Their defiance was a humiliating setback for the Pacific South-west chapter of the American Jewish Congress, which had hoped to protest over Jean-Marie Le Pen's success in the first round of the election, as well as a number of anti-Semitic attacks.

The violence in France, which has Europe's biggest Jewish population, has been linked to the troubles in Israel and the Palestinian territories.

Stone, who sits on this year's festival jury, said: "I think this whole thing was due to the election, and that the fellow who didn't win was pretty vocal in his anti-Semitism, and I think that the fellow who did win won by 82 per cent of the vote. In our country we call that a landslide. So you have a pretty healthy percentage who have a pretty loving look at the situation."

Allen, whose Jewish identity usually figures strongly in his films, was more down to earth. The director and star of the festival's opening film, Hollywood Ending, said: "I have never felt that the French people in any way were anti-Semitic. I know a number of French Jewish people who live in France and certainly don't feel that way.

» **Excerpted data**:
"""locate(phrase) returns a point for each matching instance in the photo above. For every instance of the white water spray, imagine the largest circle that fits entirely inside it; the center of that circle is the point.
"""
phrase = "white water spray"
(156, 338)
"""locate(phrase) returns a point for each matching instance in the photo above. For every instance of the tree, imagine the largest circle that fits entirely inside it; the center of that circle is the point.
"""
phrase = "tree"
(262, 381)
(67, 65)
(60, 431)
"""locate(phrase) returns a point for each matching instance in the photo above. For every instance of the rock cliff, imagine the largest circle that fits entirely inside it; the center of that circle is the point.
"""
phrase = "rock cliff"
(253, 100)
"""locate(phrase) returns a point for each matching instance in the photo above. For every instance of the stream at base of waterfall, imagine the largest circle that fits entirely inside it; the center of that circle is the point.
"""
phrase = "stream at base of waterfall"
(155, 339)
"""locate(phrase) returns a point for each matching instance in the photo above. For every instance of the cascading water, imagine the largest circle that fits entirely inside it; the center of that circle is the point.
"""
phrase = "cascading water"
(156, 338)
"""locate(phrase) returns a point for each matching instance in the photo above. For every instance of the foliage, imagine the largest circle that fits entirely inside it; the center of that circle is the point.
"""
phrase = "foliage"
* * *
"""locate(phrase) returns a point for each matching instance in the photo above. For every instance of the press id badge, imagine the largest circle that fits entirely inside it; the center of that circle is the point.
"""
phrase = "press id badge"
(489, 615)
* * *
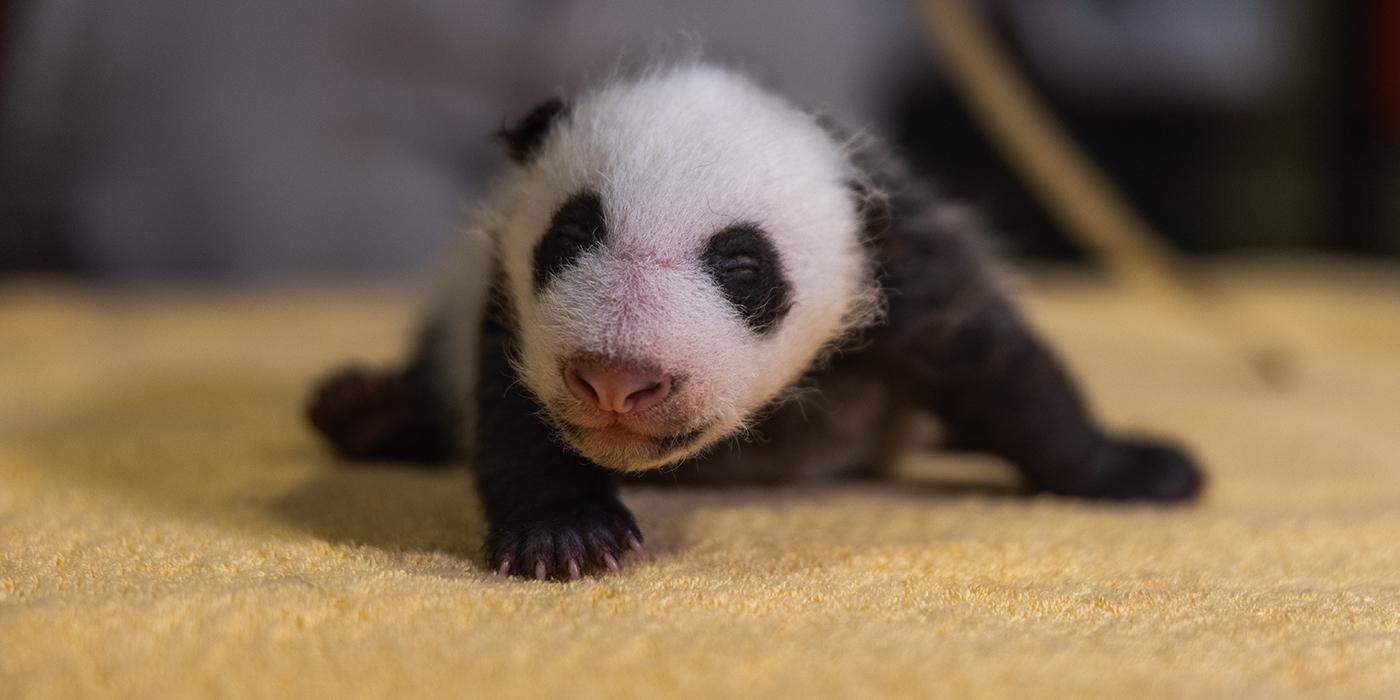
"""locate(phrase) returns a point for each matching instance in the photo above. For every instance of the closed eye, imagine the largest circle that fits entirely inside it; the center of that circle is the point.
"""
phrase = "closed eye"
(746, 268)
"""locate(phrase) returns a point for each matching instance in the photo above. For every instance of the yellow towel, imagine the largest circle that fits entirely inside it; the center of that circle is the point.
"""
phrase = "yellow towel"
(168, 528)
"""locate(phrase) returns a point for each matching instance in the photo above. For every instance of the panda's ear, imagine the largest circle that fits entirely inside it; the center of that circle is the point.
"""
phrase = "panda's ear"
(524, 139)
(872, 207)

» **Complete the following**:
- A) In the passage on the American Jewish Congress protest, what was the festival's opening film?
- B) Pick up the passage on the American Jewish Congress protest right after its final sentence and write the next part.

» **Answer section**:
- A) Hollywood Ending

- B)
"The French country can be very proud of the way they responded in the last election. They came out in a very clear-cut way in how they responded to intolerance. They showed they are a democracy that has no patience with the extreme right. I don't think a boycott is in order.'' Indeed, he described the attempted boycott as the kind of protest the Nazis used against the Jews before the Second World War.

Leading French Jewish artists also condemned the move, in which two Hollywood newspapers published advertisements claiming that today's France bore striking similarities to the pro-Nazi Vichy era during Second World War, and calling on the movie industry to stay away from Cannes.

Entitled "For Your Consideration at Cannes", the advertisement listed attacks this year on synagogues, Jewish schools and members of the French Jewish community, next to a list of anti-Semitic attacks in France during the Second World War.

The French directors Claude Lanzmann and Claude Lelouch said: "While our country has unfortunately seen a certain number of anti-Semitic acts recently, there is nothing that makes 2002 like 1942. The comparison the American Jewish Congress has made is offensive for us as Frenchmen, and for each of us as Jews. Even worse, it is offensive to the memory of the countless victims of the Holocaust.''

A number of movies scheduled to be screened will highlight Jewish themes and troubles in the Middle East.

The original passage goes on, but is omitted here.